Records from a collection
==============================
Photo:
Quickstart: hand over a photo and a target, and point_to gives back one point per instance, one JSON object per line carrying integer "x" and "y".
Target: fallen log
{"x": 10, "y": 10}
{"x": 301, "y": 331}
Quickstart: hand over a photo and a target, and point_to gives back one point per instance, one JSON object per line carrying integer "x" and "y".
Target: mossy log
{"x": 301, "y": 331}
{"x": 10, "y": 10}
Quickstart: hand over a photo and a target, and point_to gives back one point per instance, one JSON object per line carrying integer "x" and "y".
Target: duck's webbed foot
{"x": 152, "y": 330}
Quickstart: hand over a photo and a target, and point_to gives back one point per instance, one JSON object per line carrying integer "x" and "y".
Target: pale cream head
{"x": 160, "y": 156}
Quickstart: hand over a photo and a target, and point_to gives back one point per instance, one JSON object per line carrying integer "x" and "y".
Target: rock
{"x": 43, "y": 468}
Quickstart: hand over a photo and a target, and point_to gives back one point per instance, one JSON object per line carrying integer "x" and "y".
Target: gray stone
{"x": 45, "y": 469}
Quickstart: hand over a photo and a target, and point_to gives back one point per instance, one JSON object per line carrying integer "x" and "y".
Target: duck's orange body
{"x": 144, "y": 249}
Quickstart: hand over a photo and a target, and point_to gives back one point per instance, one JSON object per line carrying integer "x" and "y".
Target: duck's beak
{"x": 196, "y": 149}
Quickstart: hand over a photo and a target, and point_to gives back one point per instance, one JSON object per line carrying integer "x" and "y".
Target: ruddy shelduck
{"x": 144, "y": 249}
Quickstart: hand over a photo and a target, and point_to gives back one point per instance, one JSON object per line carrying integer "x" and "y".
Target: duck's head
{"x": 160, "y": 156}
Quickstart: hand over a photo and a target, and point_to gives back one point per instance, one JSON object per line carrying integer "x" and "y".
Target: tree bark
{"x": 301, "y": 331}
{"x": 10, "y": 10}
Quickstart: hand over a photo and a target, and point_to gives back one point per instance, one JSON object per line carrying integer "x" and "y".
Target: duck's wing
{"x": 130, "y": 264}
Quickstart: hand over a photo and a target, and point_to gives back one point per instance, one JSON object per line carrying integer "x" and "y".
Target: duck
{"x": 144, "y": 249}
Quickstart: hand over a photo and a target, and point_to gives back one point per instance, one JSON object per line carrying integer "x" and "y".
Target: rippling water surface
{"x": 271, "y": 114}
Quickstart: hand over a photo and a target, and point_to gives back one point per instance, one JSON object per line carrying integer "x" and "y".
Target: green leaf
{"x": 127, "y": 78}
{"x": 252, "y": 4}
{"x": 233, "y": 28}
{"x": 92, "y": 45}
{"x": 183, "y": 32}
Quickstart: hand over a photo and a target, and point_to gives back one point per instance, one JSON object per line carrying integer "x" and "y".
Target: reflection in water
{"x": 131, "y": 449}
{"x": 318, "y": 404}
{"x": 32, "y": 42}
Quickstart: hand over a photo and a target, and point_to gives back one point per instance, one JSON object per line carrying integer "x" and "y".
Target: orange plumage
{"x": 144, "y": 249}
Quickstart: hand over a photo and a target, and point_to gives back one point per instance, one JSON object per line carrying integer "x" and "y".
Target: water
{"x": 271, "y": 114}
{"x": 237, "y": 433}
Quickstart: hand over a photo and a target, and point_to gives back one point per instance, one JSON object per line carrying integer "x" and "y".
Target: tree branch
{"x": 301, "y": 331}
==============================
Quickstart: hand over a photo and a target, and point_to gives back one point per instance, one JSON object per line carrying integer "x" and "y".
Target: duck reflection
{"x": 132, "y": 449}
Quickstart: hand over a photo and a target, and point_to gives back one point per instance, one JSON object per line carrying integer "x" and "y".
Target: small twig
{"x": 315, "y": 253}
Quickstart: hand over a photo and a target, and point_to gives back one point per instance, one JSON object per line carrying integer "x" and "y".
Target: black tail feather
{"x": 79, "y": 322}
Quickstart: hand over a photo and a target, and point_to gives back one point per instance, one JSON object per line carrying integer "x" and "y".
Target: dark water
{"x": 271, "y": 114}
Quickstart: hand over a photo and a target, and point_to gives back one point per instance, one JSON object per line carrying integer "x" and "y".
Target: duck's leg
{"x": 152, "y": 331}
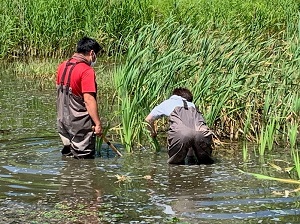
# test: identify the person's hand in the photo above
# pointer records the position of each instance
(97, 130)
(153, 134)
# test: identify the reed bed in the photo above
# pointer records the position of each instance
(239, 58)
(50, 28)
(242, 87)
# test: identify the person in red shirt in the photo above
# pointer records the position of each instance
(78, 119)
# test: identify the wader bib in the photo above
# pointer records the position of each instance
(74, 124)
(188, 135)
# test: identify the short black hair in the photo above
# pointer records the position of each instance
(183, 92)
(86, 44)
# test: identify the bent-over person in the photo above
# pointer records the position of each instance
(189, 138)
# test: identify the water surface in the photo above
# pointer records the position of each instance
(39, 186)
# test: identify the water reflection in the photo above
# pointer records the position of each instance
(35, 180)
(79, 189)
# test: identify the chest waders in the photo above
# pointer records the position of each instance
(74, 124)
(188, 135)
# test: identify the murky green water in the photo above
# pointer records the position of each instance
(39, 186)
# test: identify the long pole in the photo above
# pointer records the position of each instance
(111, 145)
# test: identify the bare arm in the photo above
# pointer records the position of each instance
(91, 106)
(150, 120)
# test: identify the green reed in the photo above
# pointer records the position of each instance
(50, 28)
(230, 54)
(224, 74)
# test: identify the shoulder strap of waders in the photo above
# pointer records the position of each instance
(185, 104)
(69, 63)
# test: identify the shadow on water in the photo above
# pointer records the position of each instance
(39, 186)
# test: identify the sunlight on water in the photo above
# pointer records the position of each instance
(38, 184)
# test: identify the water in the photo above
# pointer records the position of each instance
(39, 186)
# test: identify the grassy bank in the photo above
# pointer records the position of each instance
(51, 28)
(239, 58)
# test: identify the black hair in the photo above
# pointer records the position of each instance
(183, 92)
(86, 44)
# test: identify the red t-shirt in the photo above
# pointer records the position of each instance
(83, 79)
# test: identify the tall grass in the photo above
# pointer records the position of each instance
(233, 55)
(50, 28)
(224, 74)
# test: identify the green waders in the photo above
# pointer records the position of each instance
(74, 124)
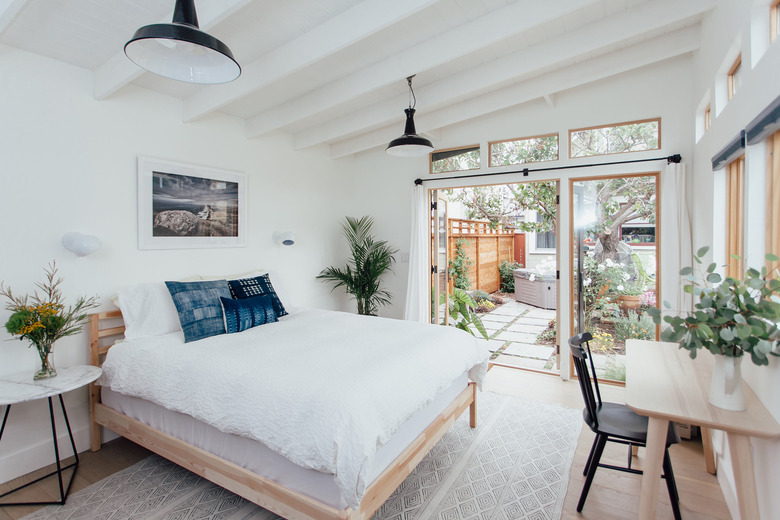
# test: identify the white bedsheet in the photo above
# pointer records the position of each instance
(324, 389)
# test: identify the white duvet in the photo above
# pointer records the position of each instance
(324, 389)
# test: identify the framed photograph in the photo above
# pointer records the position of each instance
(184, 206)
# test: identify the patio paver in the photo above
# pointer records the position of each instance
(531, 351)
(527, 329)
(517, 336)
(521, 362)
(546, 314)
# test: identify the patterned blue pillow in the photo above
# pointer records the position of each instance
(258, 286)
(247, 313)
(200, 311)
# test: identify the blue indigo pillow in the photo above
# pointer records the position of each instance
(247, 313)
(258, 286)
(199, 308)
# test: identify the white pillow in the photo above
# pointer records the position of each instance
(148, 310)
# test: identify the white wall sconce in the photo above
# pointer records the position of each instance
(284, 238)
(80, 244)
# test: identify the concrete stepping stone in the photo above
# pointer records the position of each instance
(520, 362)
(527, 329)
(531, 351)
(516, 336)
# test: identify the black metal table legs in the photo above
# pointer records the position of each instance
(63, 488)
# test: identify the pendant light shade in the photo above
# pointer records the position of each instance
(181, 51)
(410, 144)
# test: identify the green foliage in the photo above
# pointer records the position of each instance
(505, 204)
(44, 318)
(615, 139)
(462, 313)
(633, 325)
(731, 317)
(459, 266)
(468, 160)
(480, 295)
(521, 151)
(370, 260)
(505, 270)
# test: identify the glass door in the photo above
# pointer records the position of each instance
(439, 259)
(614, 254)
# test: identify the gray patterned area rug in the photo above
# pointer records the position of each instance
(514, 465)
==============================
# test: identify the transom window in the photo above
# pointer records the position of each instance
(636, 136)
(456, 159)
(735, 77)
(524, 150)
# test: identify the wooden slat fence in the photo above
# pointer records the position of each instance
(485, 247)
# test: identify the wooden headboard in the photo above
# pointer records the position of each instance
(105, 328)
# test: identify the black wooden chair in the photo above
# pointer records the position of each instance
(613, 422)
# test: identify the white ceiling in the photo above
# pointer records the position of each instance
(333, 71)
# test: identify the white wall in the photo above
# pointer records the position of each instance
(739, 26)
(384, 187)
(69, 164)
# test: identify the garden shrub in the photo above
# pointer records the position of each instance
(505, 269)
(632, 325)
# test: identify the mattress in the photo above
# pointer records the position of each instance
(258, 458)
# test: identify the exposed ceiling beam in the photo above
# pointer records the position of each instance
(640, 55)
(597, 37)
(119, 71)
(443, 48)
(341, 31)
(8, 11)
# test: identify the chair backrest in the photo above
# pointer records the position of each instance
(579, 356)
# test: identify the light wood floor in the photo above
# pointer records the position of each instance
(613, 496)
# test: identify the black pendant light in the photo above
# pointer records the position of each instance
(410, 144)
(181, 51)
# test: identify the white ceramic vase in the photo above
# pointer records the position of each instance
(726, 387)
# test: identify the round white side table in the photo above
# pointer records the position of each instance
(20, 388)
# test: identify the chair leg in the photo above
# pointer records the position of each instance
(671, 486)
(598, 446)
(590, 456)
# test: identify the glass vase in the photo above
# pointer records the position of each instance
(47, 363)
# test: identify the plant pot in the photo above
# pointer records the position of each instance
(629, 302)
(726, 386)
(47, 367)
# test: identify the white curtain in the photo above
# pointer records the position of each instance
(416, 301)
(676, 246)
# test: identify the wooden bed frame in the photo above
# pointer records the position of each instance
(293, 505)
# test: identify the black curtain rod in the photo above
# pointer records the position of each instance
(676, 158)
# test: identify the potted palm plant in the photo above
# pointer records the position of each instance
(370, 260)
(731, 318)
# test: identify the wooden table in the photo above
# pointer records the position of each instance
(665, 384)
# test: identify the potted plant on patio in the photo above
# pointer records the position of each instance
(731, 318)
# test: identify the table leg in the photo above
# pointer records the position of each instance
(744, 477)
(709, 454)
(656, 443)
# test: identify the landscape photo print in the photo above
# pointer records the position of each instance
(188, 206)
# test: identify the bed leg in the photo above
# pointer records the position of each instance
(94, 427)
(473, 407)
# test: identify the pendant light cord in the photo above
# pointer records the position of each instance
==============================
- [INSTRUCTIONS TO FOLLOW] Starting at the line above that contains "# test: identify the wooden headboard", write out each line exactly until the line that contains "# test: identify the white wall in" has been written, and stop there.

- [EXERCISE ANSWER]
# test: identify the wooden headboard in the photo above
# pointer records the position of each instance
(105, 328)
# test: identify the black wooden chair in the photo above
# pointer records the position of each instance
(613, 422)
# test: identify the white ceiling in the photo above
# pointer records the position of each instance
(333, 71)
# test: identify the white wall in the photo above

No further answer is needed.